Copy out the lines word for word, starting with the line that contains "Annotation guideline — the target class is ruler millimeter" and ending with the line that contains "0;285;801;806", including both.

**Dataset records:**
###

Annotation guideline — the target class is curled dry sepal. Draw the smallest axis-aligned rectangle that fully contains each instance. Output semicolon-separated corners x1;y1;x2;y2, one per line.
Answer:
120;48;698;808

###

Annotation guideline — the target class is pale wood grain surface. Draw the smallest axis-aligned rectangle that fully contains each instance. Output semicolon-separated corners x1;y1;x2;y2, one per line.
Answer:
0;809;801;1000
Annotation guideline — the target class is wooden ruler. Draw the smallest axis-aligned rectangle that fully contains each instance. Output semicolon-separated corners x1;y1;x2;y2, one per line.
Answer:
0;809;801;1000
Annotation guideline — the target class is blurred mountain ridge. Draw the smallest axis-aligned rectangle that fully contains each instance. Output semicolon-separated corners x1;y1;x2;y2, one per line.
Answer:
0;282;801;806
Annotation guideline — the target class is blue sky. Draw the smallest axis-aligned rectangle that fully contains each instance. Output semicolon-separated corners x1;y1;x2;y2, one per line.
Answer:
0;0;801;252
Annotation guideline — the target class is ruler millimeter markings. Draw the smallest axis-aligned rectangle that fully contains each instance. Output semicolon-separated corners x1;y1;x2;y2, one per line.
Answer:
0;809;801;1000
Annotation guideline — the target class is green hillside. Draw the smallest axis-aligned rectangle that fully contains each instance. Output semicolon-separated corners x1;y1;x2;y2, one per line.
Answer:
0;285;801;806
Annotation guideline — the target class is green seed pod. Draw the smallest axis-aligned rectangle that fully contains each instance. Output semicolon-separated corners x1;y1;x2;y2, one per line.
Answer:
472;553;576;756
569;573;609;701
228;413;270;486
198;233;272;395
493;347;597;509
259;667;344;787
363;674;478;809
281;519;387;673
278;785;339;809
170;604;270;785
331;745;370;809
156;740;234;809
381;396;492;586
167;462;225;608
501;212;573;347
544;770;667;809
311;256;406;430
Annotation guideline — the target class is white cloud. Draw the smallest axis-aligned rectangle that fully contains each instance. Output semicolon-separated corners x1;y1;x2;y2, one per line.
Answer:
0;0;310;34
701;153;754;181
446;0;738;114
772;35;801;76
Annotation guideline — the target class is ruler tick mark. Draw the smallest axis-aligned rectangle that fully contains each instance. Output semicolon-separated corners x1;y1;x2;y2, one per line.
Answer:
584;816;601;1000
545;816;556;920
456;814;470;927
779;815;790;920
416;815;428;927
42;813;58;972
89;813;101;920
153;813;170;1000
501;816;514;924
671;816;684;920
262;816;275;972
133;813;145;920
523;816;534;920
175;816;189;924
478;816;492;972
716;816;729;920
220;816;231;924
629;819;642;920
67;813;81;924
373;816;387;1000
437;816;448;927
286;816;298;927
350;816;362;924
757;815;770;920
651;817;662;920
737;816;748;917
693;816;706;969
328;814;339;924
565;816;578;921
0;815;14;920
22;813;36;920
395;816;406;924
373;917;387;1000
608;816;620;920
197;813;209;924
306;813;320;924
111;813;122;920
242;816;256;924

###

**Exercise output:**
Annotation guideline — the target class is ruler millimeter markings. Draw the smallest axis-aligned rectangle that fully contains each instance. Output semicolon-separated corners x1;y1;x2;y2, one per line.
Answer:
0;809;801;1000
Annotation guideline — the target class is green hillside. Draw the smallest axis-aligned rectangle that fully contains each instance. Output semicolon-separated corners x1;y1;x2;y2, one per line.
Answer:
0;285;801;806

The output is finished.